*** Begin section ***

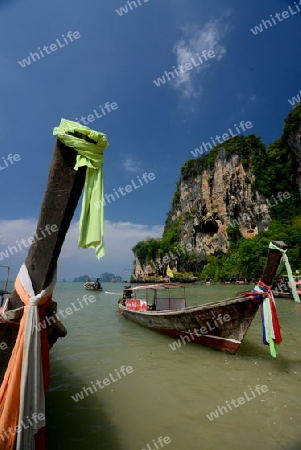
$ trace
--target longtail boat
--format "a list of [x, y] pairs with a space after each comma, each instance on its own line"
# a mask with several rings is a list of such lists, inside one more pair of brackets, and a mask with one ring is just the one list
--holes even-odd
[[[98, 258], [104, 253], [103, 210], [90, 208], [90, 202], [92, 196], [103, 196], [106, 136], [65, 119], [53, 134], [57, 139], [34, 240], [15, 289], [0, 308], [0, 342], [6, 347], [0, 353], [1, 450], [45, 449], [49, 349], [67, 333], [56, 315], [52, 293], [57, 261], [84, 185], [88, 189], [83, 195], [78, 246], [94, 247]], [[35, 239], [44, 229], [52, 232]], [[40, 328], [45, 317], [48, 325]]]
[[[297, 276], [293, 276], [293, 282], [296, 285], [296, 292], [301, 297], [301, 278]], [[275, 280], [272, 286], [273, 295], [275, 298], [291, 298], [294, 299], [293, 292], [291, 289], [291, 285], [289, 283], [289, 279], [287, 275], [283, 275], [283, 277], [279, 280]]]
[[102, 291], [103, 287], [99, 282], [99, 278], [96, 278], [96, 281], [86, 281], [84, 284], [84, 288], [86, 291]]
[[[180, 284], [128, 286], [124, 288], [123, 297], [118, 301], [119, 312], [138, 325], [180, 338], [183, 342], [198, 343], [235, 354], [264, 297], [271, 295], [270, 286], [282, 251], [287, 248], [283, 242], [273, 241], [273, 245], [277, 249], [269, 249], [263, 275], [254, 292], [187, 307], [185, 288]], [[273, 302], [272, 299], [270, 301]]]

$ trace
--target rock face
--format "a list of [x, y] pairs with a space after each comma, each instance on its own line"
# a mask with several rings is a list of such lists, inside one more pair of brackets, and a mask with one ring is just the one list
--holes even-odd
[[181, 237], [199, 255], [228, 250], [228, 227], [239, 226], [242, 236], [252, 238], [271, 222], [269, 201], [252, 192], [255, 176], [243, 157], [228, 157], [220, 148], [214, 166], [199, 174], [181, 173], [178, 202], [170, 212], [170, 225], [181, 220]]
[[170, 252], [169, 255], [164, 255], [163, 258], [157, 257], [152, 263], [142, 264], [136, 256], [134, 279], [148, 281], [150, 278], [155, 277], [157, 281], [161, 281], [165, 276], [167, 264], [170, 264], [173, 273], [178, 272], [177, 267], [180, 257], [180, 252], [178, 254]]
[[299, 186], [299, 192], [301, 195], [301, 124], [297, 130], [291, 132], [288, 137], [288, 145], [293, 151], [298, 164], [297, 167], [297, 183]]
[[160, 258], [152, 264], [142, 264], [136, 257], [136, 265], [134, 270], [134, 277], [136, 280], [147, 281], [150, 277], [158, 276], [158, 281], [160, 277], [164, 275], [164, 265]]

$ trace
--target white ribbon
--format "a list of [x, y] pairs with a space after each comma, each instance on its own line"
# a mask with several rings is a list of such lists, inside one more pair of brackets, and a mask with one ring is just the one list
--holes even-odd
[[[24, 331], [24, 350], [20, 383], [19, 423], [21, 427], [17, 433], [16, 450], [35, 450], [35, 434], [46, 425], [45, 393], [41, 354], [41, 338], [38, 331], [40, 322], [38, 304], [42, 298], [53, 292], [56, 274], [50, 285], [36, 295], [25, 264], [18, 274], [20, 282], [30, 297]], [[33, 414], [43, 414], [43, 420], [32, 419]], [[28, 422], [30, 419], [32, 425]]]

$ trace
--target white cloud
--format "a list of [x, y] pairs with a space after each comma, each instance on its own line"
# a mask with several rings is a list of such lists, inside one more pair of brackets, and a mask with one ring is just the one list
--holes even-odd
[[16, 240], [29, 238], [35, 232], [35, 226], [36, 219], [1, 220], [0, 245], [13, 245]]
[[[8, 246], [18, 246], [22, 239], [33, 236], [36, 229], [36, 219], [18, 219], [0, 221], [0, 252], [6, 251]], [[98, 260], [93, 249], [78, 249], [79, 222], [71, 223], [58, 263], [58, 278], [73, 278], [88, 274], [99, 276], [103, 272], [121, 275], [123, 269], [131, 269], [134, 255], [132, 247], [138, 241], [147, 237], [161, 237], [163, 225], [151, 227], [132, 222], [105, 221], [104, 241], [106, 254]], [[18, 248], [18, 247], [17, 247]], [[28, 248], [22, 246], [18, 253], [13, 251], [8, 258], [3, 258], [1, 264], [8, 264], [12, 269], [11, 281], [15, 278], [21, 264], [27, 256]], [[2, 273], [0, 274], [1, 278]], [[127, 273], [128, 276], [128, 273]]]
[[130, 156], [124, 161], [123, 167], [127, 172], [139, 172], [142, 170], [141, 162]]
[[226, 49], [220, 42], [226, 31], [227, 27], [218, 20], [209, 21], [202, 29], [192, 26], [184, 28], [185, 38], [179, 40], [173, 49], [177, 56], [177, 65], [191, 62], [191, 58], [197, 61], [197, 55], [201, 55], [205, 50], [207, 52], [212, 50], [215, 54], [215, 57], [210, 59], [210, 63], [203, 62], [192, 70], [180, 73], [174, 80], [174, 88], [184, 97], [198, 97], [202, 93], [201, 75], [210, 70], [213, 62], [220, 61], [226, 55]]

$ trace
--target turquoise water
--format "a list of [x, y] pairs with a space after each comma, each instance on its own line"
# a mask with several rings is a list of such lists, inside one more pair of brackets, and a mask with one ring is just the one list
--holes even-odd
[[[62, 319], [68, 335], [51, 350], [48, 449], [157, 450], [160, 436], [170, 443], [157, 447], [168, 450], [301, 448], [300, 304], [277, 299], [283, 343], [276, 359], [261, 343], [259, 314], [235, 356], [193, 344], [173, 351], [171, 338], [117, 314], [121, 284], [103, 285], [110, 293], [94, 293], [88, 305], [82, 299], [91, 293], [82, 284], [56, 286], [59, 308], [73, 308], [78, 299], [84, 307]], [[188, 305], [247, 288], [189, 285]], [[132, 373], [123, 375], [122, 366]], [[259, 395], [258, 385], [266, 392]], [[89, 386], [93, 393], [72, 399]], [[237, 407], [227, 410], [231, 400]], [[218, 406], [223, 415], [210, 421], [206, 415]]]

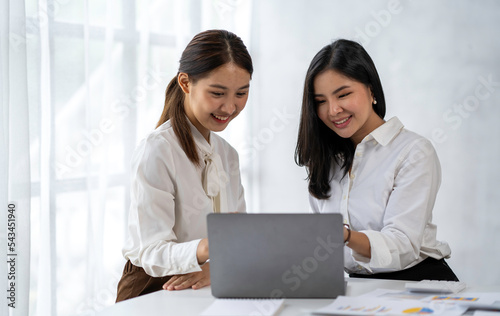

*** End section ***

> _Try it_
Work out how many lines in the material contain the string "white", then write that number and nothing more.

> _Answer to this exercise_
2